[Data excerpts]
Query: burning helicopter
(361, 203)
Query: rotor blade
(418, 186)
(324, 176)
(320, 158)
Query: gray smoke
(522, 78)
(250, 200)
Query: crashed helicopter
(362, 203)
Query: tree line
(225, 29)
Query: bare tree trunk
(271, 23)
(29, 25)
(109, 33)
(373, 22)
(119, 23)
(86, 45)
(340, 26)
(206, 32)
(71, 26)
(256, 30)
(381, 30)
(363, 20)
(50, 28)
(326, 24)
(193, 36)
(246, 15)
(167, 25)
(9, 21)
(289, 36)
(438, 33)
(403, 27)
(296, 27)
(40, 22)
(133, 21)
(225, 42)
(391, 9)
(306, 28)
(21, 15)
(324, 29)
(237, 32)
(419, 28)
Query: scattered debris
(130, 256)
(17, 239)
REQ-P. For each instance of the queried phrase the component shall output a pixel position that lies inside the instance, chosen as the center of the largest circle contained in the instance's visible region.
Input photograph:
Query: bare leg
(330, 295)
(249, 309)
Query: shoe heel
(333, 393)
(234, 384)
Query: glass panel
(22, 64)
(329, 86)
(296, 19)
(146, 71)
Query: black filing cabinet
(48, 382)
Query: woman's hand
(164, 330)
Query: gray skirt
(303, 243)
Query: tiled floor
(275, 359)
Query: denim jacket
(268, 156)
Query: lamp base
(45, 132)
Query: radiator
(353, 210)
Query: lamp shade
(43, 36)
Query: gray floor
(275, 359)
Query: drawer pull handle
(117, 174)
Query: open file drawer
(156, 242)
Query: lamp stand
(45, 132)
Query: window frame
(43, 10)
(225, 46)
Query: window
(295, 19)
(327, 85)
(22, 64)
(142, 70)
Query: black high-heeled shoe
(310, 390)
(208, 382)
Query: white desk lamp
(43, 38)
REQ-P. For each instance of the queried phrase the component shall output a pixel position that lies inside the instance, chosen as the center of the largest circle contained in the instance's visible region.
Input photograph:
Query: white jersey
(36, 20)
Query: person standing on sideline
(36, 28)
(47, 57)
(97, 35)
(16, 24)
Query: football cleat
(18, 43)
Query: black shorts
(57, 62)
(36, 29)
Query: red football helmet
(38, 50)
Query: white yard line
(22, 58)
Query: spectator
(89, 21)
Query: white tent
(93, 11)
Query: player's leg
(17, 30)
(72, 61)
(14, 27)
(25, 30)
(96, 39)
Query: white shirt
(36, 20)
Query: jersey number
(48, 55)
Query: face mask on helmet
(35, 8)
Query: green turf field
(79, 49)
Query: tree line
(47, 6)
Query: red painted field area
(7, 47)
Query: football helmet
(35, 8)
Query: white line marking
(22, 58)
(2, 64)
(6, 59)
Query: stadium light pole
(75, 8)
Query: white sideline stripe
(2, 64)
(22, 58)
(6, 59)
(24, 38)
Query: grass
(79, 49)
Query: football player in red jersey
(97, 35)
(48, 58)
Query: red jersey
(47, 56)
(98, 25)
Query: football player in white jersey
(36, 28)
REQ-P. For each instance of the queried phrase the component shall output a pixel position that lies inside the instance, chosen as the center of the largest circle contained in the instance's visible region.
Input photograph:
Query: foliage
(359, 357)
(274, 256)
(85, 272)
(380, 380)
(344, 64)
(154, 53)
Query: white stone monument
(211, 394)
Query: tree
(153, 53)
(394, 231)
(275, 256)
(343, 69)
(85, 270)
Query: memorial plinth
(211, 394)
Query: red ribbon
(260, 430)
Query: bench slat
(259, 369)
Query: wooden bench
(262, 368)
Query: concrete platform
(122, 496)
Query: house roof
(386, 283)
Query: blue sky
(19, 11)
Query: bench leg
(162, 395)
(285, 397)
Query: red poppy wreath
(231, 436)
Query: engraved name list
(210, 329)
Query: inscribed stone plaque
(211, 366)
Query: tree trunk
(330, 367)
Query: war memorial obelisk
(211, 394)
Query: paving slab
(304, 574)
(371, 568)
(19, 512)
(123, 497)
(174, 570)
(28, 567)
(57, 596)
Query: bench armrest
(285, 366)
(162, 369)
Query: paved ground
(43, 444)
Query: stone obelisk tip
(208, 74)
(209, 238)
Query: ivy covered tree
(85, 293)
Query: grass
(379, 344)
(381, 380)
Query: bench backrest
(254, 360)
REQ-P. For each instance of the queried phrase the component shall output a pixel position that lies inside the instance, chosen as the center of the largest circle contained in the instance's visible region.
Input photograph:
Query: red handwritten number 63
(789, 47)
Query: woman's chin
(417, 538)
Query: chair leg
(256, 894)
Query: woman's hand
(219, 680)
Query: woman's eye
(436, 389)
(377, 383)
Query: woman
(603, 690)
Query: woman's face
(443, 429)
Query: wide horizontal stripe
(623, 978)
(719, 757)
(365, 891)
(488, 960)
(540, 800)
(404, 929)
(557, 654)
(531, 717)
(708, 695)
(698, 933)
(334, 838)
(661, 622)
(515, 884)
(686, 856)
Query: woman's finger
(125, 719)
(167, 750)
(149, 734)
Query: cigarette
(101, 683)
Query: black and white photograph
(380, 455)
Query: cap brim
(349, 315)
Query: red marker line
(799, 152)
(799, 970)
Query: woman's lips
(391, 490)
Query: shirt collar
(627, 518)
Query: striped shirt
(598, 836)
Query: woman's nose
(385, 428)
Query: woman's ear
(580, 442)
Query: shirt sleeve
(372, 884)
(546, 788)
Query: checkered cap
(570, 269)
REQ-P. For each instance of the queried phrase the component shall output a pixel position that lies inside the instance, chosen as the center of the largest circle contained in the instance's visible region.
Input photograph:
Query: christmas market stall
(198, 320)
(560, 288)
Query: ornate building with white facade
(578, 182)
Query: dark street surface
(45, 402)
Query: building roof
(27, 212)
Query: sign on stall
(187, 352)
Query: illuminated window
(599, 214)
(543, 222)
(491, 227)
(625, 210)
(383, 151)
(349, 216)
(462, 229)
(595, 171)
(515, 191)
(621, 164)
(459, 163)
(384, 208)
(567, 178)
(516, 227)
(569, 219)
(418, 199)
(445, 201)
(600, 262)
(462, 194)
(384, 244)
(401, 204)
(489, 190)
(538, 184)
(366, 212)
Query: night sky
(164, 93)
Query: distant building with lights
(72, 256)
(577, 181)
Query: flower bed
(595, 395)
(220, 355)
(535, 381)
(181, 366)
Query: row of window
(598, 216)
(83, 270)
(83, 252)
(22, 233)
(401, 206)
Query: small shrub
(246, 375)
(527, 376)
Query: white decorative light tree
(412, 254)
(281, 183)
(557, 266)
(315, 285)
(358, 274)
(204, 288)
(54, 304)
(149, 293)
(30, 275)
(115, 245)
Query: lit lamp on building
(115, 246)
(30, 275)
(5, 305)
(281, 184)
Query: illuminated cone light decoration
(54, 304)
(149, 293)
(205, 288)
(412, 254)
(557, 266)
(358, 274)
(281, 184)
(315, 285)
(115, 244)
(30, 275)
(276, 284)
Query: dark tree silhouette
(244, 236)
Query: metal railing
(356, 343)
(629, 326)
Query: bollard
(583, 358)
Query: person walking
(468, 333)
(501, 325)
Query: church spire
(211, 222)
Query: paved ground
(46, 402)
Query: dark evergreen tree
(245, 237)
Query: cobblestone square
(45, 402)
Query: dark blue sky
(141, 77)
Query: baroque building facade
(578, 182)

Problem statement » Reproduce without change every line of the entries above, from the one containing "Query: illuminated window" through the last.

Reply to the exercise »
Query: illuminated window
(599, 214)
(543, 222)
(491, 227)
(625, 210)
(383, 151)
(349, 216)
(462, 229)
(595, 171)
(515, 191)
(621, 164)
(459, 163)
(384, 208)
(567, 178)
(516, 227)
(569, 219)
(418, 199)
(445, 201)
(600, 262)
(462, 194)
(384, 244)
(401, 204)
(489, 190)
(538, 184)
(366, 212)
Query: night sky
(164, 93)
Query: distant building with lights
(72, 256)
(577, 181)
Query: flower bed
(595, 395)
(220, 355)
(535, 381)
(181, 366)
Query: row of window
(598, 216)
(83, 270)
(83, 252)
(22, 233)
(401, 206)
Query: small shrub
(246, 375)
(527, 376)
Query: white decorative light tree
(412, 254)
(281, 183)
(557, 266)
(315, 285)
(358, 274)
(204, 288)
(54, 304)
(149, 293)
(30, 275)
(115, 245)
Query: lit lamp on building
(115, 246)
(30, 275)
(5, 305)
(281, 184)
Query: illuminated cone light decoration
(54, 304)
(149, 293)
(205, 288)
(412, 254)
(557, 266)
(358, 274)
(281, 184)
(315, 285)
(115, 244)
(30, 275)
(276, 284)
Query: dark tree silhouette
(244, 236)
Query: metal railing
(356, 343)
(629, 326)
Query: bollard
(583, 358)
Query: person walking
(468, 333)
(501, 325)
Query: church spire
(211, 222)
Query: paved ground
(46, 402)
Query: dark evergreen tree
(245, 237)
Query: cobblestone square
(45, 402)
Query: dark blue sky
(141, 77)
Query: baroque building facade
(578, 182)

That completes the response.